Nesse processo comunicativo, nos colocamos, primeiramente como receptores, o Espírito Santo como emissor da mensagem, e o principal meio para nos transmiti-la é a Escritura Sagrada.
Mas a voz de Deus ressoa em toda parte:
e o firmamento, a obra de suas mãos;
o dia ao dia transmite esta mensagem,
a noite à noite publica esta notícia.
Não são discursos nem frases ou palavras,
nem são vozes que possam ser ouvidas;
seu som ressoa e se espalha em toda a terra,
chega aos confins do universo a sua voz." (Sl 18, 2-5)
Para isso é necessário, antes de tudo, silêncio. Não apenas de ausência de palavras, mas de atenção e abandono, de renúncia de expectativas e (pré)conceitos, pois o Senhor irá falar. É a paz que ele vem anunciar (Sl 84, 9).
Lectio
Podemos dizer que a Lectio Divina começa, antes, com o esforço de Deus para comunicar-se conosco. É ele quem nos atrai, quem faz o nosso coração arder como aquela sarça no monte Horeb, faz com que nos aproximemos, e, do meio da sarça, nos chama pelo nome: "Moisés, Moisés!" (Cf. Ex 3, 1-6). E nosso primeiro movimento é dizer: "Eis-me aqui! (Ex 3, 4). Quando, enfim, escutamos a voz de Deus, aí começa para nós a Lectio Divina.

### Atividades propostas
1) Segundo o texto sobre a Lectio Divina, qual é o principal meio pelo qual o Espírito Santo nos transmite a mensagem?
2) Transcreva do texto sobre a Lectio Divina o trecho situado entre "Mas a voz de" e "(Sl 18, 2-5)", inclusive.

### Dados apresentados

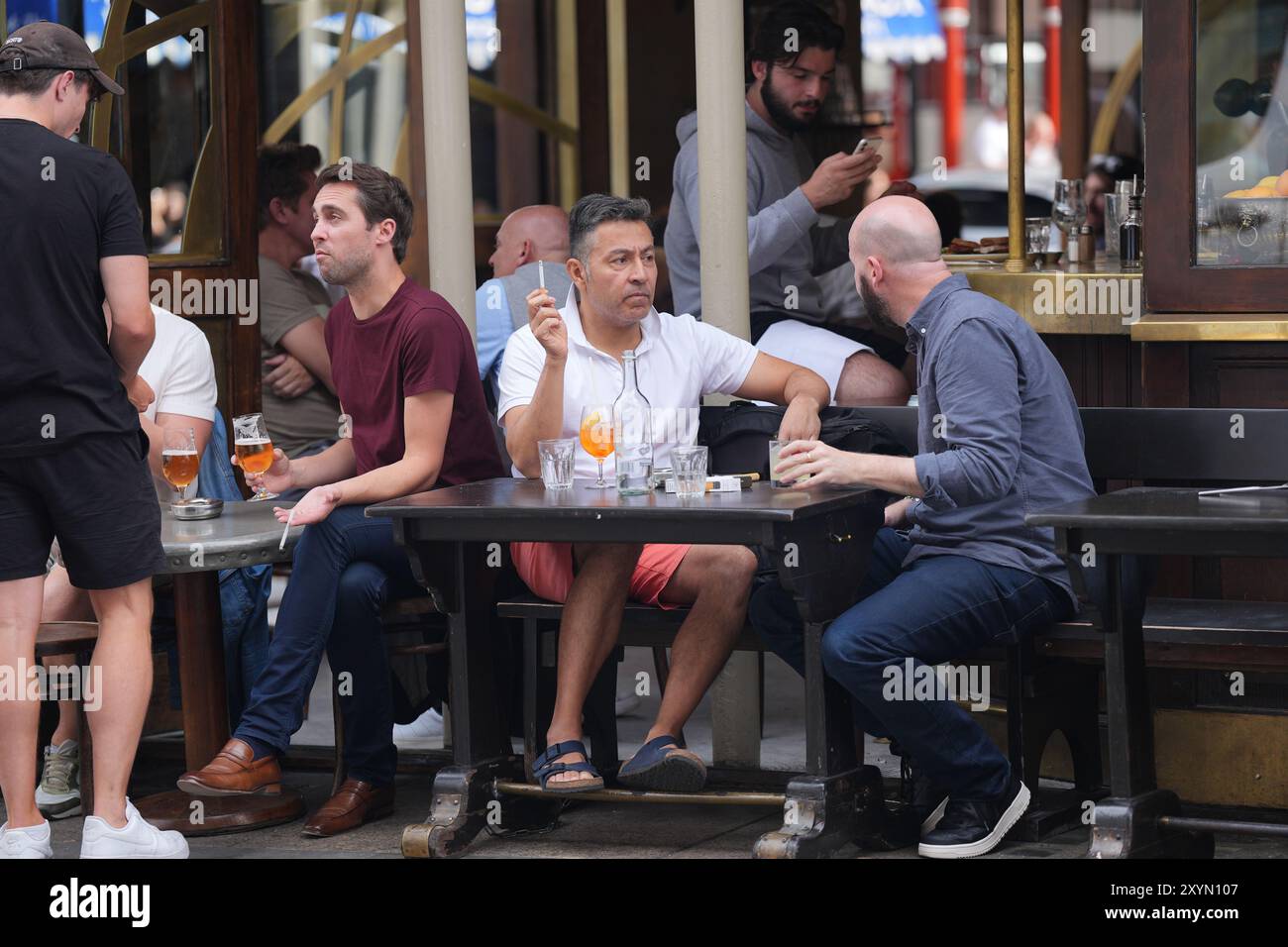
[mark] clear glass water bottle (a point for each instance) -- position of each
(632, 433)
* * *
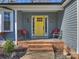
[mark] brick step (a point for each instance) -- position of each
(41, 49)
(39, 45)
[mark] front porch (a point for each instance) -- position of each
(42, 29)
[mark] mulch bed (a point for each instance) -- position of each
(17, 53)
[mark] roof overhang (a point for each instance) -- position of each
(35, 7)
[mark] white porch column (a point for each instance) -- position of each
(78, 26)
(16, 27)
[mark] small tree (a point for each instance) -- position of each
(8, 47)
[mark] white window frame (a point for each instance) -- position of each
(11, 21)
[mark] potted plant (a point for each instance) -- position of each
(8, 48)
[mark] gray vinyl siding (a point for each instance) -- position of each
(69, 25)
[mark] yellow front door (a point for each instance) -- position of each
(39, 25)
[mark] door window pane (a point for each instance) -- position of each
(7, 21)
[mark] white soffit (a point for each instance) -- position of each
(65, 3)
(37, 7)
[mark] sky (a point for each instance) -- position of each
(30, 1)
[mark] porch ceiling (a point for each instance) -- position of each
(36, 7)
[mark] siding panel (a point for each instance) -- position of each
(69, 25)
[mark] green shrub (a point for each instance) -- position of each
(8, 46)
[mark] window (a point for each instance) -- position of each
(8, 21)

### Respostas
1) A Escritura Sagrada.

2)
Mas a voz de Deus ressoa em toda parte:
e o firmamento, a obra de suas mãos;
o dia ao dia transmite esta mensagem,
a noite à noite publica esta notícia.
Não são discursos nem frases ou palavras,
nem são vozes que possam ser ouvidas;
seu som ressoa e se espalha em toda a terra,
chega aos confins do universo a sua voz." (Sl 18, 2-5)